Task:
Each record below must be written out exactly as given.

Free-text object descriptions
--
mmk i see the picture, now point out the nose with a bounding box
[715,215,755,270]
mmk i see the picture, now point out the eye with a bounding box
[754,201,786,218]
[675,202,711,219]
--
Exercise result:
mmk i see the picture, now point out the nose with a bounding box
[715,215,755,270]
mmk i see the picture, now point out the eye with a bounding box
[754,201,786,218]
[675,202,711,219]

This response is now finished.